## What is being asked
Quote the lines from the line holding "of the stainless" to the very end of the listing, exactly, and no others.

- Opening Delimiter -

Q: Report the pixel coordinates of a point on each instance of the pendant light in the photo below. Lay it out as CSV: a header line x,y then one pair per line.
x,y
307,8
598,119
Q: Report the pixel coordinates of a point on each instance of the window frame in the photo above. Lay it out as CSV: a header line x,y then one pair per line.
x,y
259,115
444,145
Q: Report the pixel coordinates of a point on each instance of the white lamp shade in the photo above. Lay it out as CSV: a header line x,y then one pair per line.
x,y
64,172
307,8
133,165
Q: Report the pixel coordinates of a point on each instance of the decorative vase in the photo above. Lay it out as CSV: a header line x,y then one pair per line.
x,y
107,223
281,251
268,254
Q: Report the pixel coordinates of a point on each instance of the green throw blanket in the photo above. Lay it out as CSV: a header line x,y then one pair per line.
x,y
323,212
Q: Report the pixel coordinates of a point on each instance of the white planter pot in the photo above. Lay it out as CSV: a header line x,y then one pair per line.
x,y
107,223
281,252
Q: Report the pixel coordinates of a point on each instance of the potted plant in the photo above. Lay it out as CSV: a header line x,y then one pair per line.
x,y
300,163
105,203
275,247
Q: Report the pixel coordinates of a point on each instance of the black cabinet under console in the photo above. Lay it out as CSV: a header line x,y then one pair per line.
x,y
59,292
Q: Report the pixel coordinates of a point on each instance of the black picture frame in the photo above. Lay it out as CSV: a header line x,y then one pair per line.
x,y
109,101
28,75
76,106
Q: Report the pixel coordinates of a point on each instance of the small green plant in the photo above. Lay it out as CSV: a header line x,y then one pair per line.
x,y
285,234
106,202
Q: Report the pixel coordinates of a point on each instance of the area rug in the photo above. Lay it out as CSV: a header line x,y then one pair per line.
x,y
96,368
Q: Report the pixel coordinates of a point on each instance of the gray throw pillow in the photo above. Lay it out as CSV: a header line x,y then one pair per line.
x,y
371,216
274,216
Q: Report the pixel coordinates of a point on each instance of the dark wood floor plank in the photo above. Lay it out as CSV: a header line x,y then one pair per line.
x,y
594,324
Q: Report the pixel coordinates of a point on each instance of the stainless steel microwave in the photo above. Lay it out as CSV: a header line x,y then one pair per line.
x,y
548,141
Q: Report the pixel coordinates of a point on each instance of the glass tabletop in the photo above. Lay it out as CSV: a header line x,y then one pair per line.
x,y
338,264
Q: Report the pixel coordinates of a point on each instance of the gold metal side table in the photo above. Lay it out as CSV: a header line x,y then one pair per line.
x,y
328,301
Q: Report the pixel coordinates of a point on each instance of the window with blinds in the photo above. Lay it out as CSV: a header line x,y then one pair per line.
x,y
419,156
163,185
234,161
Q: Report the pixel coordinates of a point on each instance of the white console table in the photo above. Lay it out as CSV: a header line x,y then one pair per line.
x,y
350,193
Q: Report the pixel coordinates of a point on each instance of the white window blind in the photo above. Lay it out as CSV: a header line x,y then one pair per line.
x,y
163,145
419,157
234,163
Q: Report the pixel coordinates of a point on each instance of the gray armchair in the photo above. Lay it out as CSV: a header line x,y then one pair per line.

- Closing Delimiter -

## Solution for this task
Q: Report the pixel coordinates of a point on each instance of the stainless steel microwave in the photo above. Lay it out as CSV: a header line x,y then one pair per line.
x,y
548,141
Q: Report the pixel coordinates of a point on each instance of the glass tabletop in the photo above. Lay it out as CSV: a header line x,y then one pair per line.
x,y
338,264
Q: Report the pixel coordinates of a point on each instance of the gold metal side table in the photo above. Lay it out as CSV: a header line x,y then one pair per line.
x,y
328,301
Q: Report the pixel coordinates of a point on each instance of the window with blinds in the photo above. Lay it out as CSV: a header line x,y then one pair per line.
x,y
419,156
163,185
234,161
Q: Report the pixel coordinates of a point on each instance of the white console table in the photo above. Lay it out as CSV: a header line x,y then one pair per line.
x,y
350,193
Q: Report the pixel coordinates of a point on each instance of the white window blind in the photo above. Lay it out as CSV: a header line x,y then one pair per line.
x,y
163,145
419,157
234,163
Q: Report the pixel coordinates of a point on each instance of the gray armchair in the photo above. Lay it out as CSV: a header line x,y then one pair per line.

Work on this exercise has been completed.